WHAT THE EXERCISE ASKS:
Please reproduce the lines of the material below, from the line with "It needs the bounding box of every blue" up to and including the line with "[0,36,101,58]", character for character.

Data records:

## begin

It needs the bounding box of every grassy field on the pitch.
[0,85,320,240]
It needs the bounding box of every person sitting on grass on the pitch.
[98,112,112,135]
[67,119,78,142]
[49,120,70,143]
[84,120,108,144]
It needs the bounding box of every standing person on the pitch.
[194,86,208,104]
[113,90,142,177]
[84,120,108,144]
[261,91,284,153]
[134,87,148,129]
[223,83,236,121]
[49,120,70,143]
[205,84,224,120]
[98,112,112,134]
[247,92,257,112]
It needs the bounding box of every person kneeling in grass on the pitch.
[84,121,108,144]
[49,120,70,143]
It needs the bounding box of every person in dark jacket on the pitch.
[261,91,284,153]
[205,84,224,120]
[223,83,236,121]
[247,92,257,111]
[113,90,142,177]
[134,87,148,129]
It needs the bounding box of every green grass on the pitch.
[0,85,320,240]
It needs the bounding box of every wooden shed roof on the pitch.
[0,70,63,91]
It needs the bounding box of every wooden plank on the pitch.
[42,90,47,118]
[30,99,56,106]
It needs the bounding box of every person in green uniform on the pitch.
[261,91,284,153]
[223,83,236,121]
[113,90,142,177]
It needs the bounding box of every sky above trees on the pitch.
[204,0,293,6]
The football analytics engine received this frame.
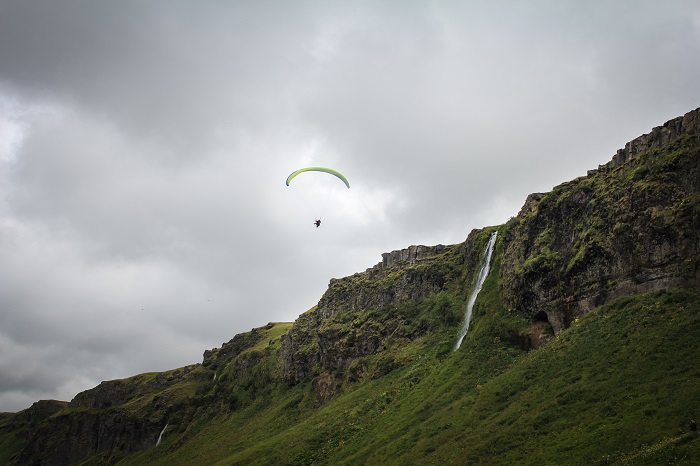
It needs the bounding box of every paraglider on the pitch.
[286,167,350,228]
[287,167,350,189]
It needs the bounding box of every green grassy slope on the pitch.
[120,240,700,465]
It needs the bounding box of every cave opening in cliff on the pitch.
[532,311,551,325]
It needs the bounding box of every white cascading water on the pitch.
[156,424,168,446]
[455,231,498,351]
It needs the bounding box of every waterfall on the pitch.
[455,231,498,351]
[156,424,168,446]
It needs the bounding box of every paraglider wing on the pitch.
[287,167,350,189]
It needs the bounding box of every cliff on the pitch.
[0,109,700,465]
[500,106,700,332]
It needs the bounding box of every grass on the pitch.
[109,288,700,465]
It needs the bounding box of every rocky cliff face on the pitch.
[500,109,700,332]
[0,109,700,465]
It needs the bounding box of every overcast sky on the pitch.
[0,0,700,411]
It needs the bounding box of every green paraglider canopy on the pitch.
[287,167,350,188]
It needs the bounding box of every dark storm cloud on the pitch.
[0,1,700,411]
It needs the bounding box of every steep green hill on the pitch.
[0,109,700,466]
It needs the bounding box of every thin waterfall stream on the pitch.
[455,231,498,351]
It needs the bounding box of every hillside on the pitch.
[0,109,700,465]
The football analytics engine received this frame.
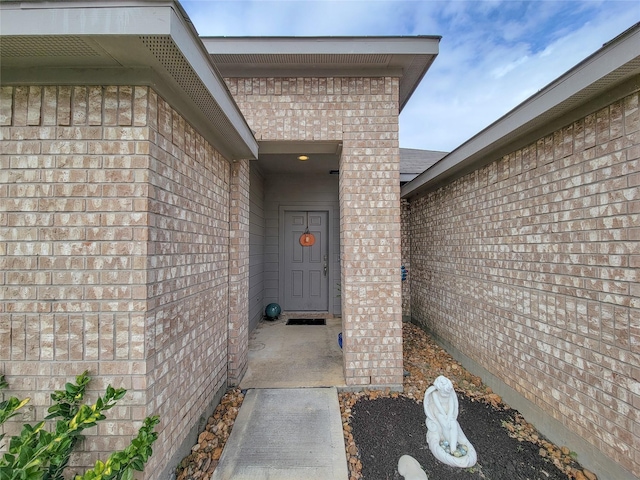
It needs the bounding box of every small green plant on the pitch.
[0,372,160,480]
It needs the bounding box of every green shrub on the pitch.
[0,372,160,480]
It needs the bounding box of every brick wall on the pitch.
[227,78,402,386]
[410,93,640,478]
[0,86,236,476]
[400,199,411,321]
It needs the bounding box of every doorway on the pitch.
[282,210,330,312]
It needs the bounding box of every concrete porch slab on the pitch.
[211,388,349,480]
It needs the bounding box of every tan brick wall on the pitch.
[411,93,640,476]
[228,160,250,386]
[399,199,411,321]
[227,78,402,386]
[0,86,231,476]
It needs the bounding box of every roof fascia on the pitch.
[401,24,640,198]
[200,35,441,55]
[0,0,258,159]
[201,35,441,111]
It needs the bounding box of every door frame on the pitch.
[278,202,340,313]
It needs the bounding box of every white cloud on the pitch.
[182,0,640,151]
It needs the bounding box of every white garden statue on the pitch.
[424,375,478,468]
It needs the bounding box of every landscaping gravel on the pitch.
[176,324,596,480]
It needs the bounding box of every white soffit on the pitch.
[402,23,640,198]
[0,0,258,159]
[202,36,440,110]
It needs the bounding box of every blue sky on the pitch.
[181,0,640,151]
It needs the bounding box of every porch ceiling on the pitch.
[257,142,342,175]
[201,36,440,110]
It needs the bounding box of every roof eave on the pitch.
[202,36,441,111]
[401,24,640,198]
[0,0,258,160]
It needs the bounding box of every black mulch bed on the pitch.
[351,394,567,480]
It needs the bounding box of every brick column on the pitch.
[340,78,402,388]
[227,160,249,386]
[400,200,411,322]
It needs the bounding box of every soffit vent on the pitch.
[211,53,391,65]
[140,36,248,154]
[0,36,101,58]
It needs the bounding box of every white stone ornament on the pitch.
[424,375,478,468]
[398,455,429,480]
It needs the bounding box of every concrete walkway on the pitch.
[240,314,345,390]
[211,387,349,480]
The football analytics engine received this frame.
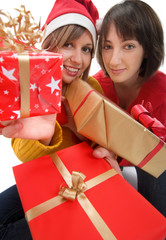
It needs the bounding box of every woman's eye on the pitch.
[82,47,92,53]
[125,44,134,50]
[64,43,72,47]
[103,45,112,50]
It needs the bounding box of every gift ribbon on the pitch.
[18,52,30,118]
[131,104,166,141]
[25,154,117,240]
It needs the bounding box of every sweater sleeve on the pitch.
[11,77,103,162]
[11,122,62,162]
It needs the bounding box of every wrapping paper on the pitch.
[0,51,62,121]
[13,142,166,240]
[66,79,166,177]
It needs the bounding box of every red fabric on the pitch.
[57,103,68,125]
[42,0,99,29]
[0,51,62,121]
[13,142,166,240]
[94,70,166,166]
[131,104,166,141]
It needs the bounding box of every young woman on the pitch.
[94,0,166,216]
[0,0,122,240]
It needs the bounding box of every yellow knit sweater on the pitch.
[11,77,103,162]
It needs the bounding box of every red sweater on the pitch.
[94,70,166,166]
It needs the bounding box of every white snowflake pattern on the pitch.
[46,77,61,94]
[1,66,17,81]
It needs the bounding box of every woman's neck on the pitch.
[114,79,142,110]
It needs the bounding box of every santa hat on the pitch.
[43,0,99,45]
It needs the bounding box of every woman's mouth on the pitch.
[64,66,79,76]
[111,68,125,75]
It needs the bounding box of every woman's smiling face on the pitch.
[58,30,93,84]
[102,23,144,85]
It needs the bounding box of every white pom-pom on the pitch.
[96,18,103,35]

## end
## begin

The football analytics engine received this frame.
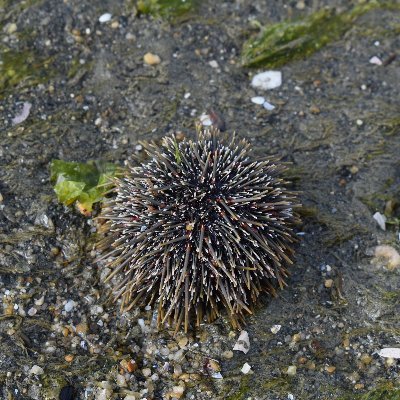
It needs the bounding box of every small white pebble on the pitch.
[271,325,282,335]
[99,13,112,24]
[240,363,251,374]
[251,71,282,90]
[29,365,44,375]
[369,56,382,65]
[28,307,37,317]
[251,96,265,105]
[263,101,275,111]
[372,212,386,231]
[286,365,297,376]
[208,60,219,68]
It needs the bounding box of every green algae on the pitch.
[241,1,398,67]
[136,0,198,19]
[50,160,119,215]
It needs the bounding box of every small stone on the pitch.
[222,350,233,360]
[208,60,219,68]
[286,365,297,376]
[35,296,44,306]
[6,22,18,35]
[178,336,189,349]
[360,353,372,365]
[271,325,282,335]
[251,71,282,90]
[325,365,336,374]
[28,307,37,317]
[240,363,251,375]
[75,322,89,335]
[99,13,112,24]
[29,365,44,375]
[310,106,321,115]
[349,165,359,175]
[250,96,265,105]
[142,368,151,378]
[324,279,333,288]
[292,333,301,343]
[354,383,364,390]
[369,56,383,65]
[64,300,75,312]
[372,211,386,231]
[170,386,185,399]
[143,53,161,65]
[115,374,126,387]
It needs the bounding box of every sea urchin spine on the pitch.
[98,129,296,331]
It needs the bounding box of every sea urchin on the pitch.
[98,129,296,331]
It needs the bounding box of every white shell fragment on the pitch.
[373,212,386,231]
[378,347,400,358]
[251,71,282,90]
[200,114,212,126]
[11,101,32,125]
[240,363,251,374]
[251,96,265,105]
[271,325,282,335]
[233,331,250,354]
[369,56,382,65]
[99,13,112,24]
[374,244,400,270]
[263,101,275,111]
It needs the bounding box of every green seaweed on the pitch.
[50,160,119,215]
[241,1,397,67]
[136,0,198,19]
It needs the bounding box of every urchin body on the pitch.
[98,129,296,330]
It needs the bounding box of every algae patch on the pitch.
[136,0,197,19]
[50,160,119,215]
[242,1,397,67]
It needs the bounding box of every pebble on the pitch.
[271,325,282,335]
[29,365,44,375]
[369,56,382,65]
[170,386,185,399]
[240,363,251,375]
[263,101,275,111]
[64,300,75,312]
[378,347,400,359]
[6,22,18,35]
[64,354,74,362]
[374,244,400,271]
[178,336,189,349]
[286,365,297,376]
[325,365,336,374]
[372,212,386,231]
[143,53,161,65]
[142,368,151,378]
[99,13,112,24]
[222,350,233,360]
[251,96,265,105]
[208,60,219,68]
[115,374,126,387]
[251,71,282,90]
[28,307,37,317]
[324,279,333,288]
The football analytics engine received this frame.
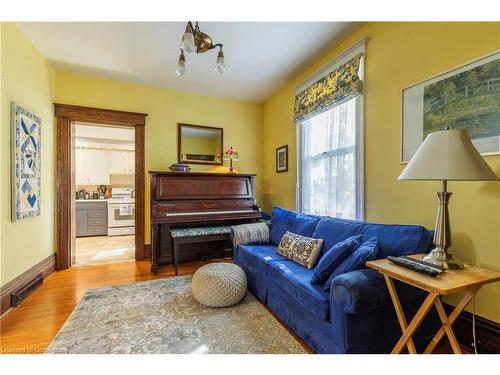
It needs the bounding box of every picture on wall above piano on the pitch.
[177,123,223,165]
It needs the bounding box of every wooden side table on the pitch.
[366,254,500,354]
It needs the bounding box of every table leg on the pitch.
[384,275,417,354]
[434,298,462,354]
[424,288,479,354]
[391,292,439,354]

## end

PROBLEM SOLUTION:
It needs the bounding box of every blue sky on the pitch.
[181,0,640,151]
It needs the bounding box of every porch ceiling on the pitch.
[257,142,342,175]
[201,36,440,110]
It needs the bounding box of every roof eave on the pitch.
[202,36,441,111]
[401,24,640,198]
[0,0,258,160]
It needs the bounding box of every black mulch bed on the pitch.
[351,394,567,480]
It needs the bounding box of every brick column on the pitch.
[340,78,402,388]
[227,160,249,386]
[400,200,411,322]
It needs the bounding box of every soffit vent on the pitch.
[211,53,391,65]
[140,36,248,154]
[0,36,101,58]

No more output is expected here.